Article:
::::

Alright. Here is the explanation for the losses in your simulations:
I used to think the system works in RNGs and real life wheels that are hand spun. What I have come to realize is that in an RNG the system loses because the past spins do not predict or control future spins, as I have been told very, very many times in the past. Here is where my system gets interesting. I bought roulette xtreme about a month ago. I downloaded thousands of spins from a live dealer casino with one of those automated wheels, in which an RNG picks a number, and then the seemingly free-spinning wheel decelerates to force the ball to land on said number. My system cannot beat that. That is true randomness, and that is not real roulette. The system also will not work with online games with RNG, and/or Psuedo RNG. It only works with an actual wheel with actual spin results.

::::

Records for processing:
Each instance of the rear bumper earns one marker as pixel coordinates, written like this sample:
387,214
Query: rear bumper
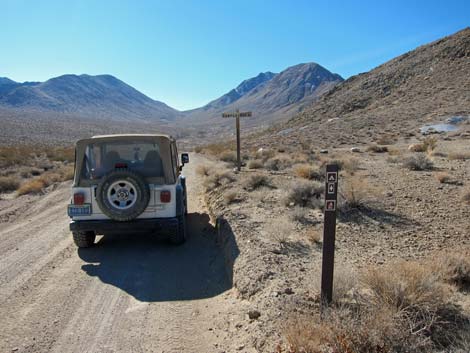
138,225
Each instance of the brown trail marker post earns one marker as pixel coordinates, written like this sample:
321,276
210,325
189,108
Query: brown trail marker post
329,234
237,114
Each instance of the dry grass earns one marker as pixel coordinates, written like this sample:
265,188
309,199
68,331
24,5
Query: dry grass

::::

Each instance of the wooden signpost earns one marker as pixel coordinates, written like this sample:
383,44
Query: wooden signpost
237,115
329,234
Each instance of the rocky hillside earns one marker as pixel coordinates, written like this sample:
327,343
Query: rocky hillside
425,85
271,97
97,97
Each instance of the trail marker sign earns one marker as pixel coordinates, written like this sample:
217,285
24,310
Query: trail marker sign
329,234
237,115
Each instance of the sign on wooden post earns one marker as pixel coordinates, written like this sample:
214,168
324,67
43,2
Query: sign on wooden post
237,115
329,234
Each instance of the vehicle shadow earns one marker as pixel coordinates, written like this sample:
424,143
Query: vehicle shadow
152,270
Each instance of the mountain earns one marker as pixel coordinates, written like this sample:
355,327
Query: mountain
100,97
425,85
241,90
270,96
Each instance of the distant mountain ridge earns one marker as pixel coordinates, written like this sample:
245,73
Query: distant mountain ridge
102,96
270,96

::::

The tasks:
1/ Translate this sentence from the roulette post into Spanish: "It only works with an actual wheel with actual spin results."
2/ In the listing, rewrite the lines starting with the line with "Each instance of the rear" and going on through the line with "Query: dry grass", replacing "earns" with "receives" and leaving everything else unchanged. Omit the pictures.

The answers:
1/ Solo funciona con una rueda real con resultados de giros reales.

2/
Each instance of the rear bumper receives one marker as pixel coordinates, written like this sample:
387,214
Query: rear bumper
138,225
Each instance of the brown trail marker post receives one marker as pixel coordinates, written like this sample:
321,276
210,325
189,108
Query: brown trail marker post
329,234
237,114
Each instance of the dry grass receives one marker as pixel coordinates, written like this sample:
265,188
309,199
68,331
24,5
Query: dry grass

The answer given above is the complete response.